=== DATA LISTING ===
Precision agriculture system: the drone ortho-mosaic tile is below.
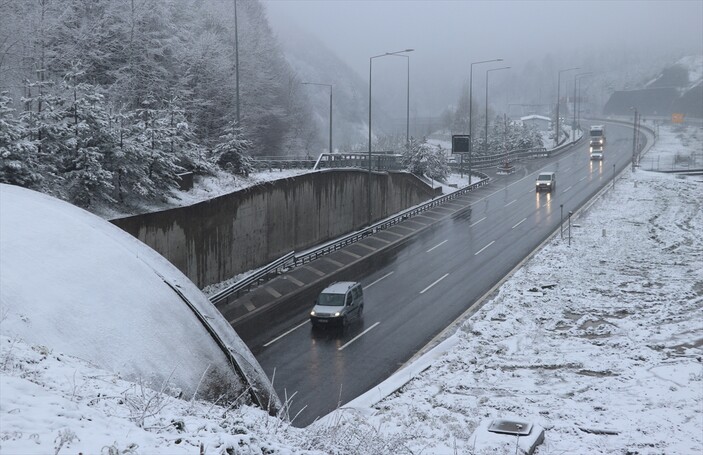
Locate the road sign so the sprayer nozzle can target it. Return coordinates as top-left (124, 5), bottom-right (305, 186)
top-left (452, 134), bottom-right (471, 153)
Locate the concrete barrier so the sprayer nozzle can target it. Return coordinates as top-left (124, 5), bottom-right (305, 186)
top-left (112, 169), bottom-right (432, 288)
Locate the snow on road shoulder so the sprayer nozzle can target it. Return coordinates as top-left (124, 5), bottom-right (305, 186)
top-left (324, 134), bottom-right (703, 454)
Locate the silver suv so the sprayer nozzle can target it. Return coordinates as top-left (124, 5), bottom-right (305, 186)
top-left (310, 281), bottom-right (364, 327)
top-left (535, 172), bottom-right (557, 193)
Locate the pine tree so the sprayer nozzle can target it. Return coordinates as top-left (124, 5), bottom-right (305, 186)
top-left (62, 84), bottom-right (115, 207)
top-left (213, 122), bottom-right (254, 175)
top-left (0, 92), bottom-right (41, 188)
top-left (403, 138), bottom-right (449, 181)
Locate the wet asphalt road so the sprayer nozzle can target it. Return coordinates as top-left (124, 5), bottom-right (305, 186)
top-left (245, 125), bottom-right (632, 426)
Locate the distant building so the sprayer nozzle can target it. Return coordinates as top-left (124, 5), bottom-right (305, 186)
top-left (520, 114), bottom-right (552, 131)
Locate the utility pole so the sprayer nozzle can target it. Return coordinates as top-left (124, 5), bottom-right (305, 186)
top-left (232, 0), bottom-right (240, 126)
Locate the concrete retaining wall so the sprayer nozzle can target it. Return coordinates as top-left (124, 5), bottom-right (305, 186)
top-left (112, 169), bottom-right (432, 288)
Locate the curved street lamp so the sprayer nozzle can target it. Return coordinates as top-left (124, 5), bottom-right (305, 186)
top-left (366, 49), bottom-right (414, 225)
top-left (554, 66), bottom-right (581, 147)
top-left (301, 82), bottom-right (333, 157)
top-left (576, 72), bottom-right (593, 129)
top-left (469, 58), bottom-right (503, 185)
top-left (571, 71), bottom-right (593, 136)
top-left (483, 66), bottom-right (510, 155)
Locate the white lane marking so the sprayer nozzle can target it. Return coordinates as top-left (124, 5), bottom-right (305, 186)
top-left (474, 240), bottom-right (496, 256)
top-left (337, 321), bottom-right (381, 351)
top-left (426, 240), bottom-right (448, 253)
top-left (264, 286), bottom-right (282, 298)
top-left (420, 273), bottom-right (449, 294)
top-left (283, 276), bottom-right (306, 287)
top-left (469, 216), bottom-right (486, 227)
top-left (364, 272), bottom-right (393, 289)
top-left (264, 319), bottom-right (310, 348)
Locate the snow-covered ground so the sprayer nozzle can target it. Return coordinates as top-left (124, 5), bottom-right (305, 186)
top-left (95, 169), bottom-right (311, 219)
top-left (0, 126), bottom-right (703, 455)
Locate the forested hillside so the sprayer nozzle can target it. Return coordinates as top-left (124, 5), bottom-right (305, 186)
top-left (0, 0), bottom-right (315, 207)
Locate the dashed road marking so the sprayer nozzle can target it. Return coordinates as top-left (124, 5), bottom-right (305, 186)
top-left (340, 250), bottom-right (361, 259)
top-left (469, 216), bottom-right (486, 227)
top-left (264, 319), bottom-right (310, 348)
top-left (305, 265), bottom-right (325, 276)
top-left (364, 272), bottom-right (393, 289)
top-left (513, 218), bottom-right (527, 229)
top-left (284, 275), bottom-right (305, 287)
top-left (337, 321), bottom-right (381, 351)
top-left (420, 273), bottom-right (449, 294)
top-left (325, 257), bottom-right (344, 267)
top-left (264, 286), bottom-right (283, 298)
top-left (427, 240), bottom-right (448, 253)
top-left (474, 240), bottom-right (496, 256)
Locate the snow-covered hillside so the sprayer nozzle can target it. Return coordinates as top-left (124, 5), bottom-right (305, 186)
top-left (0, 126), bottom-right (703, 455)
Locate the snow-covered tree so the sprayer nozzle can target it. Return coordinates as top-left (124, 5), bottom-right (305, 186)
top-left (61, 84), bottom-right (115, 207)
top-left (212, 122), bottom-right (253, 175)
top-left (403, 138), bottom-right (449, 181)
top-left (136, 97), bottom-right (183, 199)
top-left (0, 92), bottom-right (41, 188)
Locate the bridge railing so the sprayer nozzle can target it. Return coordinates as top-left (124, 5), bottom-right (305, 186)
top-left (210, 172), bottom-right (490, 305)
top-left (210, 251), bottom-right (295, 305)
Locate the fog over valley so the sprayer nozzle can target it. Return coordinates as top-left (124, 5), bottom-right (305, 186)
top-left (263, 0), bottom-right (703, 117)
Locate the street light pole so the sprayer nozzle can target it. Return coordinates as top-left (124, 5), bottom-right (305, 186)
top-left (384, 53), bottom-right (412, 150)
top-left (302, 82), bottom-right (333, 157)
top-left (554, 67), bottom-right (581, 147)
top-left (630, 107), bottom-right (637, 171)
top-left (483, 66), bottom-right (510, 155)
top-left (574, 71), bottom-right (593, 129)
top-left (233, 0), bottom-right (241, 126)
top-left (366, 49), bottom-right (414, 225)
top-left (470, 58), bottom-right (503, 185)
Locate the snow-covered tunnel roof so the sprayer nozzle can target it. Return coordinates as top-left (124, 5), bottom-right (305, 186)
top-left (0, 184), bottom-right (280, 411)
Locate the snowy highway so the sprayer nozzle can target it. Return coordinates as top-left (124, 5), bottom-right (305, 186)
top-left (245, 125), bottom-right (632, 426)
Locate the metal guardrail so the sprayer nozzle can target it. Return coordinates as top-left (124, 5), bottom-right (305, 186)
top-left (210, 172), bottom-right (490, 305)
top-left (210, 135), bottom-right (583, 305)
top-left (295, 173), bottom-right (490, 267)
top-left (210, 251), bottom-right (295, 305)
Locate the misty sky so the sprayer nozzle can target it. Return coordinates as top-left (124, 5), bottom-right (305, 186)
top-left (263, 0), bottom-right (703, 115)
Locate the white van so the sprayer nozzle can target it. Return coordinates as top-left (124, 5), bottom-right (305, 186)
top-left (535, 172), bottom-right (557, 193)
top-left (310, 281), bottom-right (364, 327)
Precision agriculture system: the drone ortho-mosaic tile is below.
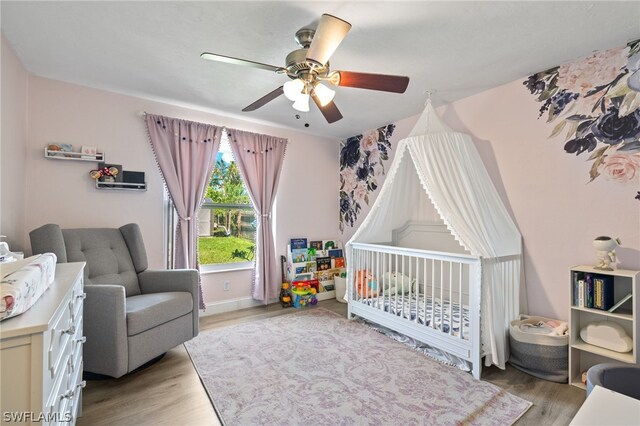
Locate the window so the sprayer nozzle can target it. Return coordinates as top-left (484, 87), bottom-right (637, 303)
top-left (198, 134), bottom-right (256, 270)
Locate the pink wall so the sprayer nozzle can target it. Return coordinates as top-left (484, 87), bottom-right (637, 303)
top-left (7, 34), bottom-right (640, 319)
top-left (439, 78), bottom-right (640, 319)
top-left (344, 86), bottom-right (640, 320)
top-left (23, 76), bottom-right (338, 304)
top-left (0, 35), bottom-right (28, 251)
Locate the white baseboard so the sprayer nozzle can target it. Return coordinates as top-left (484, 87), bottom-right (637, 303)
top-left (200, 297), bottom-right (263, 317)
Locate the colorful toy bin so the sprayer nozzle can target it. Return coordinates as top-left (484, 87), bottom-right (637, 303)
top-left (291, 280), bottom-right (318, 309)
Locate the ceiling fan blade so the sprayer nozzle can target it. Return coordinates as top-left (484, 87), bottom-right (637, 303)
top-left (242, 86), bottom-right (284, 112)
top-left (200, 52), bottom-right (287, 73)
top-left (311, 93), bottom-right (342, 124)
top-left (329, 71), bottom-right (409, 93)
top-left (307, 13), bottom-right (351, 66)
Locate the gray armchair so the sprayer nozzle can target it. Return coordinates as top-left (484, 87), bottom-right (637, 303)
top-left (29, 223), bottom-right (199, 378)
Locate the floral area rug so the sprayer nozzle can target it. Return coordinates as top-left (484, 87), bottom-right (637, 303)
top-left (185, 308), bottom-right (531, 425)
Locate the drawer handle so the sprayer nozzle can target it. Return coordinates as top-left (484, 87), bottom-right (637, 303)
top-left (60, 389), bottom-right (75, 400)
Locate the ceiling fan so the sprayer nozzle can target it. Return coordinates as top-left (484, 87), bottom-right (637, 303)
top-left (200, 14), bottom-right (409, 123)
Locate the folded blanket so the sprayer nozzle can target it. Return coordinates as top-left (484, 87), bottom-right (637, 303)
top-left (0, 253), bottom-right (57, 321)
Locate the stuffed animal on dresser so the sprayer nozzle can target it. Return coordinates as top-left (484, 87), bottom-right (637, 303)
top-left (382, 272), bottom-right (415, 294)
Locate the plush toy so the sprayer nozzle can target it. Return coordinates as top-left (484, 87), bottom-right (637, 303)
top-left (89, 167), bottom-right (118, 180)
top-left (280, 282), bottom-right (292, 308)
top-left (382, 272), bottom-right (413, 294)
top-left (355, 269), bottom-right (378, 297)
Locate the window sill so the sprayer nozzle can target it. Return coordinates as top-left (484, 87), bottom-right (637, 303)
top-left (200, 262), bottom-right (255, 275)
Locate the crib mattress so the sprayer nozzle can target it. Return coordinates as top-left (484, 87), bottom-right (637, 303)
top-left (358, 295), bottom-right (470, 340)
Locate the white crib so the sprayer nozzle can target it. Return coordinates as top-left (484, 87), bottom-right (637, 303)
top-left (347, 242), bottom-right (482, 379)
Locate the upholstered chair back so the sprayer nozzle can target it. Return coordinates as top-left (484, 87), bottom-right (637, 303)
top-left (31, 223), bottom-right (148, 297)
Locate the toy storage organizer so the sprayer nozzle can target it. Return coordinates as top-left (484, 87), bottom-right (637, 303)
top-left (286, 240), bottom-right (346, 306)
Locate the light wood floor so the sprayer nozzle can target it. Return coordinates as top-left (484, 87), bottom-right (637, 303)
top-left (78, 300), bottom-right (585, 426)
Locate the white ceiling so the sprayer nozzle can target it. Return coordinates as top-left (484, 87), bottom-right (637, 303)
top-left (0, 1), bottom-right (640, 138)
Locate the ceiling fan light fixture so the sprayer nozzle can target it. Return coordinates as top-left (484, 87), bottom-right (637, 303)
top-left (282, 78), bottom-right (308, 103)
top-left (293, 93), bottom-right (309, 112)
top-left (313, 83), bottom-right (336, 106)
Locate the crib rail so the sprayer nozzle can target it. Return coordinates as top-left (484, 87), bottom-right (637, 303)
top-left (347, 242), bottom-right (481, 376)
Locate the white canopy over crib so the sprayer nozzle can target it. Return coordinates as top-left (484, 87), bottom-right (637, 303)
top-left (347, 102), bottom-right (524, 368)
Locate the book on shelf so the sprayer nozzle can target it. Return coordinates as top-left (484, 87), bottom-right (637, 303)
top-left (316, 250), bottom-right (329, 258)
top-left (329, 249), bottom-right (343, 258)
top-left (593, 275), bottom-right (613, 311)
top-left (609, 293), bottom-right (633, 312)
top-left (309, 241), bottom-right (322, 250)
top-left (291, 248), bottom-right (309, 263)
top-left (320, 281), bottom-right (336, 291)
top-left (322, 240), bottom-right (342, 250)
top-left (576, 280), bottom-right (585, 308)
top-left (316, 257), bottom-right (331, 271)
top-left (307, 247), bottom-right (318, 262)
top-left (584, 274), bottom-right (594, 308)
top-left (291, 238), bottom-right (307, 250)
top-left (318, 268), bottom-right (343, 281)
top-left (291, 272), bottom-right (316, 282)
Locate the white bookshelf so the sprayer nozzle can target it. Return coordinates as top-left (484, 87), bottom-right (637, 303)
top-left (44, 146), bottom-right (105, 163)
top-left (569, 265), bottom-right (640, 389)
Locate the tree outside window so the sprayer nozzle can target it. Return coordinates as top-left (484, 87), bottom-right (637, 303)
top-left (198, 137), bottom-right (256, 265)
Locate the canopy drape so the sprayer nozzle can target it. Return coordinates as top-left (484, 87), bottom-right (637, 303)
top-left (349, 102), bottom-right (524, 368)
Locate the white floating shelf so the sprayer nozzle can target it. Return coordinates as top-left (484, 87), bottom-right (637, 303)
top-left (96, 180), bottom-right (147, 191)
top-left (44, 147), bottom-right (105, 163)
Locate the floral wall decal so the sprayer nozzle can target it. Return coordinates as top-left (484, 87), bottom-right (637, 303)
top-left (523, 40), bottom-right (640, 200)
top-left (340, 124), bottom-right (396, 232)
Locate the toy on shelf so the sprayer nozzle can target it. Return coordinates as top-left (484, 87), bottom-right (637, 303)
top-left (355, 269), bottom-right (378, 297)
top-left (280, 283), bottom-right (292, 308)
top-left (291, 280), bottom-right (318, 308)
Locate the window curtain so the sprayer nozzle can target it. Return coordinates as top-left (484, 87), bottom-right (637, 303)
top-left (228, 129), bottom-right (287, 304)
top-left (146, 114), bottom-right (222, 309)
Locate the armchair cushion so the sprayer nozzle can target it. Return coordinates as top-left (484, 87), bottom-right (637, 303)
top-left (126, 291), bottom-right (193, 336)
top-left (120, 223), bottom-right (149, 272)
top-left (62, 228), bottom-right (140, 297)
===
• _TO BE DONE_: Give as a numbered list the lines of the listing from the start up to and including the line that contains "top-left (324, 134), bottom-right (703, 454)", leaving out blank lines and any pictures.

• _EXERCISE RESPONSE_:
1. Precision agriculture system: the drone ortho-mosaic tile is below.
2. Locate the road sign so the sprayer nozzle can target it. Return coordinates as top-left (124, 5), bottom-right (305, 186)
3. top-left (452, 134), bottom-right (471, 153)
4. Locate the concrete barrier so the sprayer nozzle can target it. Return coordinates as top-left (124, 5), bottom-right (305, 186)
5. top-left (112, 169), bottom-right (432, 288)
6. Locate the snow on road shoulder so the sprayer nozzle can target it. Return coordinates as top-left (124, 5), bottom-right (305, 186)
7. top-left (324, 134), bottom-right (703, 454)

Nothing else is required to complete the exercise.